■ **WORK TASK**: Word for word, transcribe the lines from the one containing "Indicate the light" through the end of the entries, both included, and nothing else.

■ **RECORDS PROVIDED**:
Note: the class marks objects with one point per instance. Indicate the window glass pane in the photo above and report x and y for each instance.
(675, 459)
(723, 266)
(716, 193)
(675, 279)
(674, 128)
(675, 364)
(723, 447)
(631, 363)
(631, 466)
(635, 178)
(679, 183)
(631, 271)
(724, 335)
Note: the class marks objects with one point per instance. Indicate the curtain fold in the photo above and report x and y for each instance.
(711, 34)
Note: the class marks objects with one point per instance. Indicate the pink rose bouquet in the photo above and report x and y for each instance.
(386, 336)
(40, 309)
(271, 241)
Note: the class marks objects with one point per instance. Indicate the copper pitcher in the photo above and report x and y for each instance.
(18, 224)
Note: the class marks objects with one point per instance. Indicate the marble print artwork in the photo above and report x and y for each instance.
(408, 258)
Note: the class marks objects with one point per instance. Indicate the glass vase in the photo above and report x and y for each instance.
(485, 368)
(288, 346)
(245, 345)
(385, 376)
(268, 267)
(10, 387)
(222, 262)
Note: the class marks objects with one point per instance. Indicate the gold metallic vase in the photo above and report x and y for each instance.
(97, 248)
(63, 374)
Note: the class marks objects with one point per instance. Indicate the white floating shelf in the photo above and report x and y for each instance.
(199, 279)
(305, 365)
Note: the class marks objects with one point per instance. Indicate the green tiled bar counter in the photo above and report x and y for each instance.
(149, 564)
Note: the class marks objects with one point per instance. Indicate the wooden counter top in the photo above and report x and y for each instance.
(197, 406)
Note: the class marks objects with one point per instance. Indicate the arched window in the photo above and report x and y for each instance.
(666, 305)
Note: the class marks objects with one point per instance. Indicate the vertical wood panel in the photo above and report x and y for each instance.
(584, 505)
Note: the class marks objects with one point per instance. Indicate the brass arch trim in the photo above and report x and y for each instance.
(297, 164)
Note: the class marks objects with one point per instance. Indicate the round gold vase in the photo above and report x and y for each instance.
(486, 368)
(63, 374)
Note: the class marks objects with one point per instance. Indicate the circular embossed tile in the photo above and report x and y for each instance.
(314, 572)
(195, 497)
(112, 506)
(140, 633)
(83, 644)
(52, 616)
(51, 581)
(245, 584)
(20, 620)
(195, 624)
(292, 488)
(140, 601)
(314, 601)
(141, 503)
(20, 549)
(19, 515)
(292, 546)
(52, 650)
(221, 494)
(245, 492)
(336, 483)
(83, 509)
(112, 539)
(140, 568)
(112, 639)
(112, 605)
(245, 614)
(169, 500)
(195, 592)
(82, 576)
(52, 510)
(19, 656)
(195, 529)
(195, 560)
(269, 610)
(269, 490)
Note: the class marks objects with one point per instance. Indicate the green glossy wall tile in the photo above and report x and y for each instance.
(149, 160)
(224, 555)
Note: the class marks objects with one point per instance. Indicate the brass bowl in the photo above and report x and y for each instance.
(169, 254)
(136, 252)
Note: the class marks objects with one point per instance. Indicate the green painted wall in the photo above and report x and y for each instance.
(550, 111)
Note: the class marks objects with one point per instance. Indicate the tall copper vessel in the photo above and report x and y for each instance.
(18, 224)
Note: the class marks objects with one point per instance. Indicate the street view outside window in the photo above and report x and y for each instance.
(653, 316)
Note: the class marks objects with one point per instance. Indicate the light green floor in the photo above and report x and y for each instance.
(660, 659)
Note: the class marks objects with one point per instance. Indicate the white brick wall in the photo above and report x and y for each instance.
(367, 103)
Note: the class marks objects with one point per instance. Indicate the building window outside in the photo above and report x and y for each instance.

■ **SOLUTION FOR THIS TASK**:
Note: the class marks objects with one point per instance. Indicate the light green floor in the photo above and report x and y for each instance.
(660, 659)
Note: the class marks objects with one point per instance. Indicate the white brick wall in the photo above and report x and y for each instance.
(367, 103)
Note: the class marks objects with one point per instance. Indicate the building window outside in the photo above and report x and y for each instance.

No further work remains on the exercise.